### Tugas A:
Salin bagian wawancara tentang pemberdayaan pemuda oleh Kemenpora dari "Pemuda merupakan aktor" sampai dengan "pemberdayaan pemuda Indonesia.".
### Tugas B:
Teruskan wawancara tentang pemberdayaan pemuda oleh Kemenpora, dimulai sesudah kalimat terakhir yang ada.

[Kutipan Sumber]

Kunci Pemberdayaan Pemuda dan Upaya yang Dilakukan Kemenpora

Sekretaris Deputi Bidang Pemberdayaan Pemuda Kemenpora, Esa Sukmawijaya. | Foto oleh Esa Sukmawijaya.
Pemuda merupakan aktor penting dalam agenda pembangunan berkelanjutan. Perlakuan terhadap pemuda hari ini akan menentukan seperti apa masa depan dunia. Karenanya, memberdayakan dan meningkatkan kapasitas pemuda saat ini merupakan hal krusial bagi dekade-dekade mendatang.
Selain orang tua dan lingkungan, pemerintah juga punya peran penting dalam memberdayakan pemuda. Di Indonesia, peran itu salah satunya menjadi tanggung jawab Kementerian Pemuda dan Olahraga (Kemenpora). Untuk itu, Kemenpora telah menetapkan dan menjalankan langkah-langkah, kebijakan, serta strategi untuk memberdayakan pemuda demi masa depan Indonesia yang lebih baik.
Atas nama Green Network, saya mewawancarai Esa Sukmawijaya, Sekretaris Deputi 1 Kemenpora pada 26 September dan 5 Oktober 2022, membahas apa saja yang dilakukan Kemenpora seputar pemberdayaan pemuda Indonesia.
Kemenpora memiliki tanggung jawab dalam pemberdayaan dan pengembangan kapasitas pemuda. Seperti apa langkah/kebijakan yang dibuat?
Pertama-tama, Kemenpora harus menundukkan posisinya dalam melaksanakan mandat UU Kepemudaan, dimana pemuda harus dilayani, diberdayakan, dan dikembangkan kapasitasnya. Dalam hal pemberdayaan pemuda, Indonesia berbeda dengan Brunei Darussalam, apalagi Singapura. Mereka negara kecil. Sementara kita harus membuat kebijakan yang disesuaikan dengan konteks daerah (mulai dari provinsi hingga desa/kelurahan), yang mana pemuda di setiap daerah berbeda-beda karakteristiknya.
Sejak dua tahun terakhir, kami mendorong Perpres Nomor 43 Tahun 2022 tentang Koordinasi Strategis Lintas Sektor Penyelenggaraan Pelayanan Kepemudaan. Koordinasi harus dilakukan secara strategis untuk memberikan pelayanan kepemudaan yang optimal dari pusat hingga ke daerah. Dalam Perpres ini, Menpora diamanahkan sebagai Ketua Tim Pelaksana Koordinasi.

[/Kutipan Sumber]
[Data yang Diperiksa]

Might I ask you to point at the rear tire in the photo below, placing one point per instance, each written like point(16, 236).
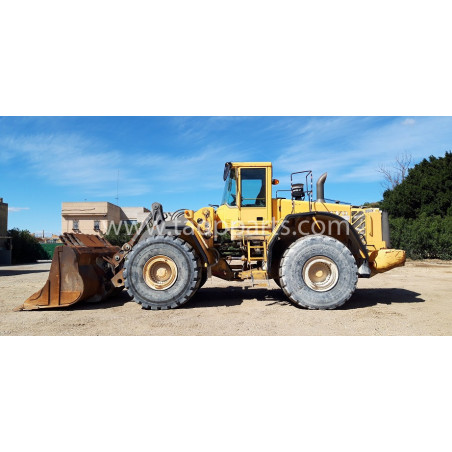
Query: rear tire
point(162, 272)
point(318, 272)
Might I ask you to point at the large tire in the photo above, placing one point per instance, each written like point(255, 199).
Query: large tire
point(185, 270)
point(318, 272)
point(203, 277)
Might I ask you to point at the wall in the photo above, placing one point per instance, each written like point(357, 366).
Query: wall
point(104, 212)
point(5, 254)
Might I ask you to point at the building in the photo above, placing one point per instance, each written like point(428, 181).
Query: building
point(96, 217)
point(5, 242)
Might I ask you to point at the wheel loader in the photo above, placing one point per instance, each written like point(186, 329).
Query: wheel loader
point(314, 249)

[/Data yang Diperiksa]

### Hasil Latihan A:
Pemuda merupakan aktor penting dalam agenda pembangunan berkelanjutan. Perlakuan terhadap pemuda hari ini akan menentukan seperti apa masa depan dunia. Karenanya, memberdayakan dan meningkatkan kapasitas pemuda saat ini merupakan hal krusial bagi dekade-dekade mendatang.
Selain orang tua dan lingkungan, pemerintah juga punya peran penting dalam memberdayakan pemuda. Di Indonesia, peran itu salah satunya menjadi tanggung jawab Kementerian Pemuda dan Olahraga (Kemenpora). Untuk itu, Kemenpora telah menetapkan dan menjalankan langkah-langkah, kebijakan, serta strategi untuk memberdayakan pemuda demi masa depan Indonesia yang lebih baik.
Atas nama Green Network, saya mewawancarai Esa Sukmawijaya, Sekretaris Deputi 1 Kemenpora pada 26 September dan 5 Oktober 2022, membahas apa saja yang dilakukan Kemenpora seputar pemberdayaan pemuda Indonesia.

### Hasil Latihan B:
Secara kolektif, kebijakan yang dibuat harus sejalan dengan Rencana Aksi Nasional (RAN). Tahun ini, Tim Koordinasi Nasional (TKN) mengkoordinasikan 27 kementerian/lembaga. Peraturan Menpora untuk TKN ini sedang digodok. Tahun depan insya Allah rampung dan akan menginspirasi tim koordinasi di tingkat daerah (provinsi sampai desa/kelurahan) dalam mengawal Rencana Aksi Daerah. Dengan demikian, pembangunan kepemudaan, sebagaimana seharusnya, bersifat sangat masif. Youth mainstreaming.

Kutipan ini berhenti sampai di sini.